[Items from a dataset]
★ ★ ★ ★ ★ ★ ★

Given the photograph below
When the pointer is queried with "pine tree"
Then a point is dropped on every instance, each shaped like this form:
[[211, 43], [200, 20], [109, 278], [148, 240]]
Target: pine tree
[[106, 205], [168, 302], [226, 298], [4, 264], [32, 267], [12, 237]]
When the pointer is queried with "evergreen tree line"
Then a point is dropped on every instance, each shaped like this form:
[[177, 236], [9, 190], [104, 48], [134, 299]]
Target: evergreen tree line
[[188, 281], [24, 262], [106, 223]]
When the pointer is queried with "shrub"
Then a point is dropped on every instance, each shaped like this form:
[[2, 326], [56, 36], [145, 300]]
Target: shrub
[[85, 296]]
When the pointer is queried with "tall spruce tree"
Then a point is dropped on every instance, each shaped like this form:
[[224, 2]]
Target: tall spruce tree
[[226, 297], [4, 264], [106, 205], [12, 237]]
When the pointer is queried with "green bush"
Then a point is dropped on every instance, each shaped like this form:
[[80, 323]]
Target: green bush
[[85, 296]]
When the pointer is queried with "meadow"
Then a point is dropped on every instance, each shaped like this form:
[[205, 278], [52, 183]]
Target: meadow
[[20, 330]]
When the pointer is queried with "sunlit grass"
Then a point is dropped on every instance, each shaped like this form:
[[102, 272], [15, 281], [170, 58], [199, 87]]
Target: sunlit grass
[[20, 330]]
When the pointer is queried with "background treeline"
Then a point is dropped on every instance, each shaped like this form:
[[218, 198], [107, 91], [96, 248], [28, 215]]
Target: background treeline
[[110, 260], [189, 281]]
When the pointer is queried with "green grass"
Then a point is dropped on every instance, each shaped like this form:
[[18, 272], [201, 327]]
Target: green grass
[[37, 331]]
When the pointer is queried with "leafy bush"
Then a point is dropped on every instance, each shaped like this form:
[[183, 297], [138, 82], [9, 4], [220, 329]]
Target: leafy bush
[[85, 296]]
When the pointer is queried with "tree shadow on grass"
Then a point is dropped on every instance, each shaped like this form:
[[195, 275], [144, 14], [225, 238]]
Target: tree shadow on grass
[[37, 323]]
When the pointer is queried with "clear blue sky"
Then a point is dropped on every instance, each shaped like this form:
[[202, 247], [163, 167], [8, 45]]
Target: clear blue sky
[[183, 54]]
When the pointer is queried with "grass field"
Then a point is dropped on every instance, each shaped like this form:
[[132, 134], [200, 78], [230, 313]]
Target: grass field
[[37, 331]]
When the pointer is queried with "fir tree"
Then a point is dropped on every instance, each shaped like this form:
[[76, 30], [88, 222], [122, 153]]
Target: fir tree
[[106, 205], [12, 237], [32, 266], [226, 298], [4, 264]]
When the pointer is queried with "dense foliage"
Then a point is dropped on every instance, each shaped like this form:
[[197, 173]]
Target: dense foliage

★ ★ ★ ★ ★ ★ ★

§ **To do**
When answering, write out each of the lines above exactly as given.

§ **Answer space**
Given the photograph below
When the pointer is queried with "pine tree"
Then a point is dropped on every instance, each shaped like this form:
[[211, 43], [200, 20], [109, 278], [148, 240]]
Target: pine tree
[[106, 205], [168, 302], [226, 298], [4, 264], [32, 267], [12, 237]]
When the pointer is queried with "evergreen tree line"
Then a point is dropped on every instance, each shaped like this form:
[[177, 236], [9, 190], [104, 48], [134, 299]]
Target: evergreen tree line
[[188, 281], [24, 262], [106, 223]]
When the pointer is queried with "shrub"
Then a point is dropped on every instance, each shaped like this form:
[[2, 326], [56, 36], [145, 300]]
Target: shrub
[[85, 296]]
When the pointer is queried with "tall spruce tree"
Then a point is dropped on every instance, each shaped like this form:
[[224, 2]]
Target: tall spruce tree
[[226, 297], [4, 264], [106, 205], [12, 237]]
When the pointer is queried with "green bush"
Then a point is dropped on every instance, each shaped like this form:
[[80, 323]]
Target: green bush
[[85, 296]]
When the pointer is queried with "meadow"
Then a point is dropped on every instance, each shaped like this form:
[[205, 278], [52, 183]]
Target: meadow
[[20, 330]]
When the pointer is queried with "sunlit grass"
Then a point is dropped on every instance, each shaped like this form:
[[102, 272], [15, 281], [170, 58], [199, 87]]
Target: sunlit grass
[[20, 330]]
When the pointer is queried with "background treeline"
Then a point is dropped on every instance, each shaped like this form:
[[218, 198], [107, 91], [96, 248], [28, 215]]
Target: background treeline
[[110, 260], [189, 281]]
When the pointer is queried with "green grass"
Then a point is dropped on every instance, each shaped like this form:
[[18, 272], [201, 327]]
Target: green grass
[[37, 331]]
When the pointer is queried with "leafy bush"
Then a point is dropped on every instance, each shaped like this form:
[[183, 297], [138, 82], [9, 4], [220, 329]]
Target: leafy bush
[[85, 296]]
When the pointer is queried with "tree shadow on grass"
Then a point is dropped on every instance, each shaped like this form:
[[195, 275], [144, 14], [225, 238]]
Target: tree shadow on grass
[[37, 323]]
When the pointer is queried with "clear blue sky"
Then a point is dropped on every instance, each shaped like this form:
[[202, 247], [163, 167], [8, 45]]
Target: clear blue sky
[[183, 54]]
When the pointer is queried with "grass field"
Then a point is dropped on every instance, each shaped like this form:
[[132, 134], [200, 78], [230, 313]]
Target: grass field
[[37, 331]]
When the pointer is queried with "fir tree"
Then a point is dropped on every instance, each shaped like this form:
[[76, 30], [88, 222], [122, 153]]
Target: fir tree
[[106, 205], [12, 237], [32, 266], [226, 298], [4, 264]]
When the pointer is queried with "dense foliage"
Then a point is dropped on every instance, each shaped like this form:
[[197, 173]]
Target: dense foliage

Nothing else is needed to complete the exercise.